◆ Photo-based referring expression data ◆
========================================

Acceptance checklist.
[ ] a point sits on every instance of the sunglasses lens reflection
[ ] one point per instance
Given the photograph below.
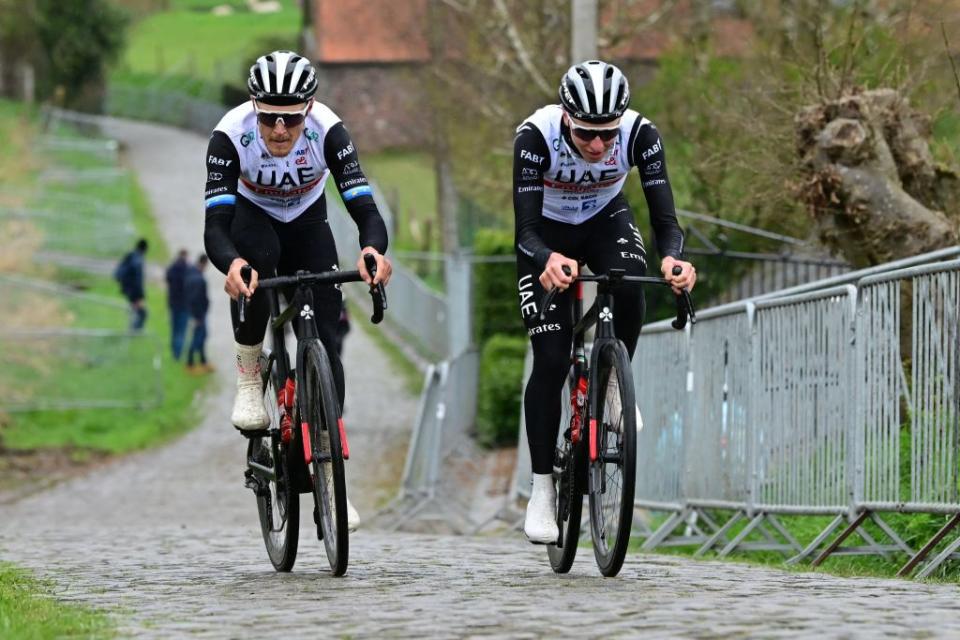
(289, 119)
(589, 134)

========================================

◆ HOW TO COMPLETE THIS TASK ◆
From the entries above, write out every line without a single change, skipping the images.

◆ YOUR SOLUTION ◆
Acceptance checklist.
[ ] a point sits on every instance of the sunglasses lens reflection
[ ] one point per instance
Given the photograph below.
(289, 119)
(589, 134)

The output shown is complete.